Goal:
Pick out each line in the material below that contains the word "head" and copy those lines.

>> START Material for this task

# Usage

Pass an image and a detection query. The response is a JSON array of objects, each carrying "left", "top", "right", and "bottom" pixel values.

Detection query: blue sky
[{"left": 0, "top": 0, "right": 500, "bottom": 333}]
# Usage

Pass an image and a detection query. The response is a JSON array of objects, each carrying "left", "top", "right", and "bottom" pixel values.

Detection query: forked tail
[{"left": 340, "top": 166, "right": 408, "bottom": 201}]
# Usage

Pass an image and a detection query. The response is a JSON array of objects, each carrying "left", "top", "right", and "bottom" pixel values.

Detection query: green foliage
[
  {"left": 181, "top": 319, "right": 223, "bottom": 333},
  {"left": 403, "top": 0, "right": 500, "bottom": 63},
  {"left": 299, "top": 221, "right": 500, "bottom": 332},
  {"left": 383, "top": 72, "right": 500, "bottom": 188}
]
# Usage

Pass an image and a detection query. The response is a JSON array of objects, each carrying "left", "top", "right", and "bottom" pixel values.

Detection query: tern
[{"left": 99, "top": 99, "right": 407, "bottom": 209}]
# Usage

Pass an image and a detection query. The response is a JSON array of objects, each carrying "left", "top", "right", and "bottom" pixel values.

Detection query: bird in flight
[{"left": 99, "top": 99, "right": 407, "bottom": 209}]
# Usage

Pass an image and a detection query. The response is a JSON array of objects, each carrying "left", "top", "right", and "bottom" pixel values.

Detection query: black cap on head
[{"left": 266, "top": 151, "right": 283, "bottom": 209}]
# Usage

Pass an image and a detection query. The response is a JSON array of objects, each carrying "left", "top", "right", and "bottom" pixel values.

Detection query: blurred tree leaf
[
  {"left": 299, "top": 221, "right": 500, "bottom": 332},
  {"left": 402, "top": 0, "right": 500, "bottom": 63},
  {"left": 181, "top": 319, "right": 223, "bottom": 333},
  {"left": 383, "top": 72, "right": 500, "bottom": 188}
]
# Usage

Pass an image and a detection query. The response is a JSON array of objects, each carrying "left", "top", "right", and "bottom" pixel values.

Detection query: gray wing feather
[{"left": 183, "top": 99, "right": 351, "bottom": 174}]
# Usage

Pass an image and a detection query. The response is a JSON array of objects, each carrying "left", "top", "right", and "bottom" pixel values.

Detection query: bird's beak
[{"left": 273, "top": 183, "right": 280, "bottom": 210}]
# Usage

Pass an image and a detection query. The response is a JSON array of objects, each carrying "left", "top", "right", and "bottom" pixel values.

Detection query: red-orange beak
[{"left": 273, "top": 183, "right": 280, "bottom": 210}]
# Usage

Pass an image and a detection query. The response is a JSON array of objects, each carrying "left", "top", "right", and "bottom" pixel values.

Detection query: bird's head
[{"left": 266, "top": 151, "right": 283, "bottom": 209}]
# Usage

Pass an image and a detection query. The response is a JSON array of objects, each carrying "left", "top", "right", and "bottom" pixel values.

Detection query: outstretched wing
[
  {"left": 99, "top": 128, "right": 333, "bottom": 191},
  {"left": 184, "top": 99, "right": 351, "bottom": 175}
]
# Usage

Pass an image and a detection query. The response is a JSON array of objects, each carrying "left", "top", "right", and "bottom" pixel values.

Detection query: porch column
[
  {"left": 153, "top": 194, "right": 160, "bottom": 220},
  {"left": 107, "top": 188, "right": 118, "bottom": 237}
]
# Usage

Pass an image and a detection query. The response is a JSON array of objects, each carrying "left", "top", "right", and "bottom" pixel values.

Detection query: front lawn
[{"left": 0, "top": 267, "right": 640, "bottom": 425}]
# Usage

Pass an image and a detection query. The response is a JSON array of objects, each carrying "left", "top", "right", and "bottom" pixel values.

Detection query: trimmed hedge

>> END Material for this task

Solution to this exercise:
Detection query: black cap on head
Detection query: bird's head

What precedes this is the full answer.